=== What is being asked ===
Please report, copied in full, each line below that contains the string "plate". Matching is case-sensitive.

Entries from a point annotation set
● ● ● ● ●
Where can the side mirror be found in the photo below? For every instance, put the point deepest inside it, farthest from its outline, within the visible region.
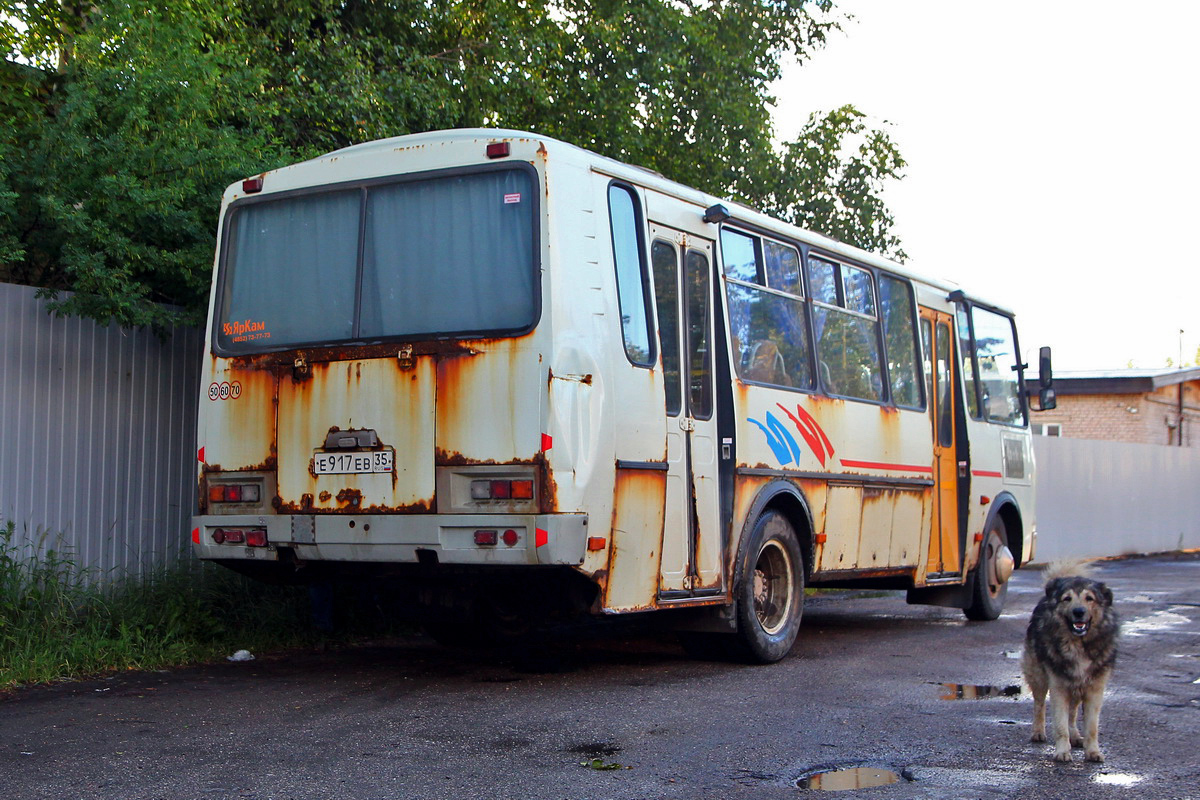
(1047, 400)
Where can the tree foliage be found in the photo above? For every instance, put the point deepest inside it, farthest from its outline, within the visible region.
(126, 119)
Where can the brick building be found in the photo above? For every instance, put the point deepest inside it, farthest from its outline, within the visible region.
(1159, 407)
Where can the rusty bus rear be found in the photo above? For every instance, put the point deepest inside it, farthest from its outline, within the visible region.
(510, 373)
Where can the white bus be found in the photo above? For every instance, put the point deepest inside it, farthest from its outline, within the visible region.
(526, 379)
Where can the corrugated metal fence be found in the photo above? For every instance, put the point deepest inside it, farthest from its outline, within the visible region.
(97, 435)
(1111, 498)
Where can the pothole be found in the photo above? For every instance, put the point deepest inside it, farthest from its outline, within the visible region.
(978, 691)
(841, 779)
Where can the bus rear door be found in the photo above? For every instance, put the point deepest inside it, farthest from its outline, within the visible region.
(945, 541)
(691, 542)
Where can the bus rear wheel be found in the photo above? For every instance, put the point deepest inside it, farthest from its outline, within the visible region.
(771, 591)
(991, 576)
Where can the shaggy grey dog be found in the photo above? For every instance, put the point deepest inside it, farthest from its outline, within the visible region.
(1069, 649)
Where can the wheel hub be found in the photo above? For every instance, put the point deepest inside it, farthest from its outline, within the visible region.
(1002, 565)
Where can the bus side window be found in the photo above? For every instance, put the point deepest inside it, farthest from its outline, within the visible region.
(846, 330)
(767, 313)
(996, 356)
(629, 258)
(900, 341)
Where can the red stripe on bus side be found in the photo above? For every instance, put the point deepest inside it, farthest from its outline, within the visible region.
(874, 464)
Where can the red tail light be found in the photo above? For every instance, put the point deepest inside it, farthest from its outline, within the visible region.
(234, 493)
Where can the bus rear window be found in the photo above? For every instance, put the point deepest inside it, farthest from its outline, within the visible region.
(449, 256)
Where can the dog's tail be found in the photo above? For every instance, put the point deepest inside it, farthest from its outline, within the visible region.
(1068, 569)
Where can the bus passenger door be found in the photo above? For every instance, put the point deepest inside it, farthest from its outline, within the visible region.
(691, 546)
(937, 346)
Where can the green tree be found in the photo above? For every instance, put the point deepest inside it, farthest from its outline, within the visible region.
(151, 116)
(136, 114)
(832, 180)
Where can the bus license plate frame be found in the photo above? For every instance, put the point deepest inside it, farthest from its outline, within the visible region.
(357, 462)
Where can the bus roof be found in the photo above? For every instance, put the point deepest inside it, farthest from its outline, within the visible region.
(651, 179)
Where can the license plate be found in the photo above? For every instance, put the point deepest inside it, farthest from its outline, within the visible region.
(377, 461)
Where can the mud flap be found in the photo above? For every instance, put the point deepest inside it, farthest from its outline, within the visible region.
(953, 596)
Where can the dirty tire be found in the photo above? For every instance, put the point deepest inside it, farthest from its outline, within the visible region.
(771, 589)
(988, 594)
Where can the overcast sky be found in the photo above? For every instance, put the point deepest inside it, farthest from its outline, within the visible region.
(1053, 158)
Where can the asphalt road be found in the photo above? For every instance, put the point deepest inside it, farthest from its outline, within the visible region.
(867, 686)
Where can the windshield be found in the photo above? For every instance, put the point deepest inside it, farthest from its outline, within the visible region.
(445, 256)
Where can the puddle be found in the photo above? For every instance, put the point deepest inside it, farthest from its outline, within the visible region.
(850, 777)
(1117, 779)
(977, 692)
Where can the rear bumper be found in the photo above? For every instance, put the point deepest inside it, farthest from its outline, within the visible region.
(557, 539)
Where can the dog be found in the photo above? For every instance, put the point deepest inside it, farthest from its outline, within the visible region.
(1069, 649)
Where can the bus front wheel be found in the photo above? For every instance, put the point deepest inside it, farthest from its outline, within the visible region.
(771, 593)
(991, 576)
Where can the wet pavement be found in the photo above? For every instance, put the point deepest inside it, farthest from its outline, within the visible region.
(879, 699)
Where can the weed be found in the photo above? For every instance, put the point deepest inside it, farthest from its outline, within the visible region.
(59, 620)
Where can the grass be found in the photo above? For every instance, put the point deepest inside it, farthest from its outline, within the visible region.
(60, 621)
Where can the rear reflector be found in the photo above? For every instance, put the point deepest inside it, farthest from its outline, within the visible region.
(502, 489)
(234, 493)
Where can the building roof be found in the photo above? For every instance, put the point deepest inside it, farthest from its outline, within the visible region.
(1120, 382)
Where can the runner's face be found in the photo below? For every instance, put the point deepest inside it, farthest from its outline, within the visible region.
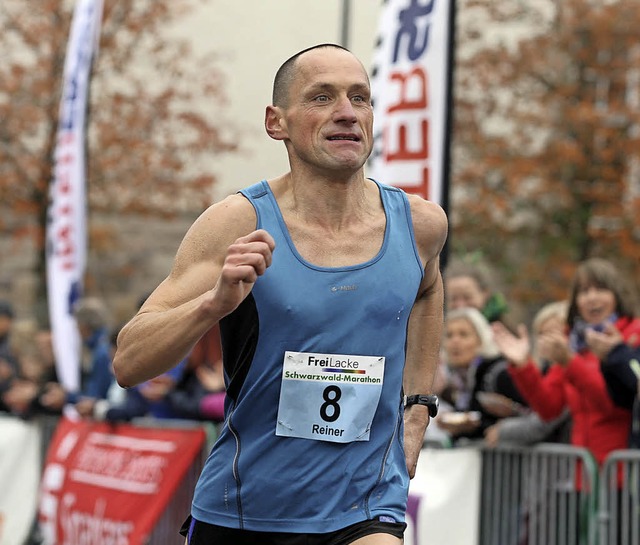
● ● ● ● ●
=== Exercise response ===
Where can the bus license plate frame be found in the photo above? For every instance, put the point deepest inside it, farthest from its outline, within the visible region.
Where can the license plate be found in the photo above? For every instance, put the point deepest inside it, farthest from its outline, within the visible region.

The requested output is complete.